» **Short task 1**: Copy the stretch of the rows that begins with the line containing "Teacher note: have the class pick out the blurred green" and continues through the end of the rows, with both ends included. Leave the pictures out of your copy.
··· Source excerpt
Word Space Exploror

Kaohsiung | Can AI Preserve Our Science Legacy?

Awards & Nominations

Word Space Exploror has received the following awards and nominations. Way to go!

Global Nominee

Word Space Explorer

High-Level Project Summary

The Word Space Explorer is a Web application that accelerates researcher to locate desired information in the ever-growing repository. The Web application features 2-tiered A.I. models (Search Engine and Tag Recommender) through Natural Language Processing (NLP), trained on years of scientific reports within the NASA Technical Report Server (NTRS).When a user's query comes in, the query will be preprocessed, tokenised, and predicted through the pre-trained word vector space model. As this is a unsupervised learning model, our search engine compares all the trained documents, provides a list of document rankings for user to choose from.

Link to Final Project

https://word-space-explorer.azurewebsites.net/

Link to Project "Demo"

https://www.youtube.com/watch?v=Kt1u5CHpbEw&ab_channel=chengjoseph

Detailed Project Description

The Word Space Explorer is a web application that is hosted in Azure and built with frontend (HTML, CSS, JavaScript) and backend (Python), featured with an AI engine written in Python. The most important open data used was the pre-trained GloVe word embedding model, which we base our Search Engine Version 1 in, and used it as a vectorisor to compare the similarities of the scientific documents that were trains against users query. Further more , We have trained our own word vector space by feeding in raw text files harvested from the NTRS. Other open source libaries (Gensim, Spacy, Tensorflow Keras) were mainly used for data pre-processing.

The application is expected to allow users to access their desired documents easily from anywhere and on any hardware device as long as the modern browsers and internet are available.
······
··· Recorded data
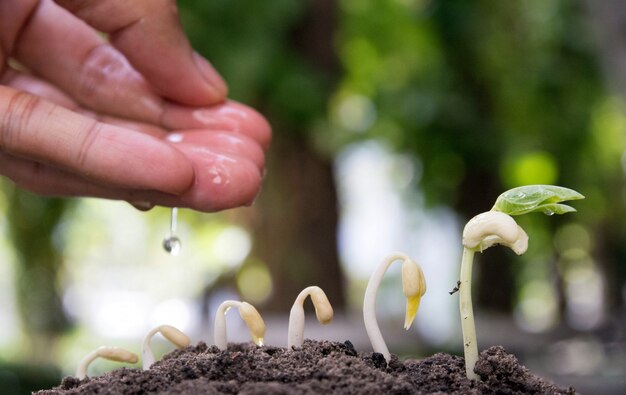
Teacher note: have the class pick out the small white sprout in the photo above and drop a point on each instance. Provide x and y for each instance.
(110, 353)
(323, 311)
(414, 287)
(491, 228)
(248, 313)
(173, 335)
(481, 232)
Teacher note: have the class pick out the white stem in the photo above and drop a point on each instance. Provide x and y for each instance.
(170, 333)
(147, 355)
(219, 327)
(110, 353)
(470, 346)
(369, 305)
(295, 334)
(481, 232)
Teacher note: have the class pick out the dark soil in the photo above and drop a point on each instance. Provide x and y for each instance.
(316, 368)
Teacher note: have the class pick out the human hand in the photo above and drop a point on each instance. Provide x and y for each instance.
(139, 117)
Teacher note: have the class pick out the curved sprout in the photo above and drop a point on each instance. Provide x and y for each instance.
(110, 353)
(248, 313)
(491, 228)
(414, 287)
(173, 335)
(323, 311)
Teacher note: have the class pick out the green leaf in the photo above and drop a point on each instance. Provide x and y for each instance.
(533, 198)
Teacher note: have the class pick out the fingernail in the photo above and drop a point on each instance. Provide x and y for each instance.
(142, 205)
(174, 137)
(210, 75)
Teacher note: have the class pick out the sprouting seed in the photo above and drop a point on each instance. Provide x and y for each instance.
(498, 227)
(323, 311)
(110, 353)
(173, 335)
(250, 316)
(414, 287)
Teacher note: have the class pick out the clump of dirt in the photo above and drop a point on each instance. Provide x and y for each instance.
(316, 367)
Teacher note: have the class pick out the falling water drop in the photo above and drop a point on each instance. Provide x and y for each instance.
(171, 243)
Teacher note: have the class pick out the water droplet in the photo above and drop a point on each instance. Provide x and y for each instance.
(172, 245)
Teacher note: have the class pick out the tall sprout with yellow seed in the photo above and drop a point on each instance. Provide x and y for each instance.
(250, 316)
(323, 311)
(110, 353)
(414, 287)
(498, 227)
(173, 335)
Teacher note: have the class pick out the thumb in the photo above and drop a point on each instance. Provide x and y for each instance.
(149, 34)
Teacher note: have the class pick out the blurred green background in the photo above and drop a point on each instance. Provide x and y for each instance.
(395, 121)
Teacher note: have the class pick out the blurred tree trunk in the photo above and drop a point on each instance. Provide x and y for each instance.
(296, 230)
(32, 223)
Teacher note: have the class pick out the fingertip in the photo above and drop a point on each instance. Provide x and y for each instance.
(221, 181)
(217, 87)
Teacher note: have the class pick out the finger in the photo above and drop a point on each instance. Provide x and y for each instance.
(39, 130)
(33, 85)
(223, 142)
(230, 116)
(149, 34)
(237, 186)
(251, 130)
(63, 50)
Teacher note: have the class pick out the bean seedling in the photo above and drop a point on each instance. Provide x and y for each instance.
(498, 227)
(176, 337)
(323, 311)
(248, 313)
(110, 353)
(414, 287)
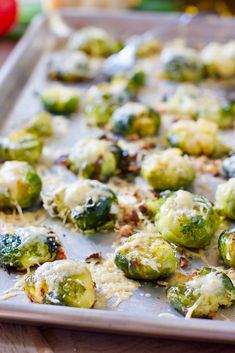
······
» **Short task 2**: Proceed with the write-up on the Word Space Explorer web application, picking up right after its final sentence.

» **Final result 1**:
Teacher note: have the class pick out the blurred green background in the photo above and drop a point on each instance. Provide x and y for each instance.
(395, 121)
Teacher note: have the class pick out the blurred tree trunk in the photo above and drop a point on each instance. Provide x and y for each instance.
(296, 230)
(32, 223)
Teacher note: have the class pick out the fingertip in the photo above and drop a point on each instance. Provide x and y for each instance.
(221, 181)
(217, 87)
Teacher note: have the class pick out the finger in the photo above and drop a point on each instance. Provide x and y for each instance.
(39, 130)
(33, 85)
(223, 142)
(230, 116)
(149, 34)
(237, 186)
(251, 130)
(63, 50)
Teacher note: have the class pick out the bean seedling in the photo above and drop a point on each instance. Provide x and y for each instance.
(498, 227)
(176, 337)
(323, 311)
(248, 313)
(110, 353)
(414, 287)

» **Final result 2**:
The application can offer an easy way for researchers to locate the right NASA documents with the help of AI engine, here are the exact steps:

Open your favourite Browser and go to the Word Space Explorer website: https://word-space-explorer.azurewebsites.net/
Type any questions you might have related to NASA or topics within the scope of "NASA Scope and Subject Category Guide"
Your query would then be sent to the AI engine to assist you with the relevant Tag Query Enhancer shown on the screen where you can select the relevant tags to guide you closer to your desired documents.
The search result will only list out the most relevant documents based on your filter, you can then access the right documents and enjoy.
Note: If you have entered random queries, the web application might return an error message

Note: Code Repository for Model Training and Web application is located here: https://github.com/josephwccheng/NASA_Word_Space_Explorer

Space Agency Data

NASA Scope and Subject Category Guide https://ntrs.nasa.gov/api/citations/20000025197/downloads/20000025197.pdf

Extracted all the Subjects and Category which is used to do NTRS document querying to obtain diversivied data for our training.

The NASA Technical Report Server (NTRS) https://ntrs.nasa.gov/

Extracted a subset of the NTRS (5500 over the 380,000) documents used to train our A.I. Tag Recommender, over all the topics mentioned in the Scope and Subject Category Guide

Stanford GloVe data http://nlp.stanford.edu/data/glove.6B.zip

A 600MB + Pre-trained word embedding developed by Stansford, with over 400,000 vocabularies and a dimentions in the range from 50 to 200.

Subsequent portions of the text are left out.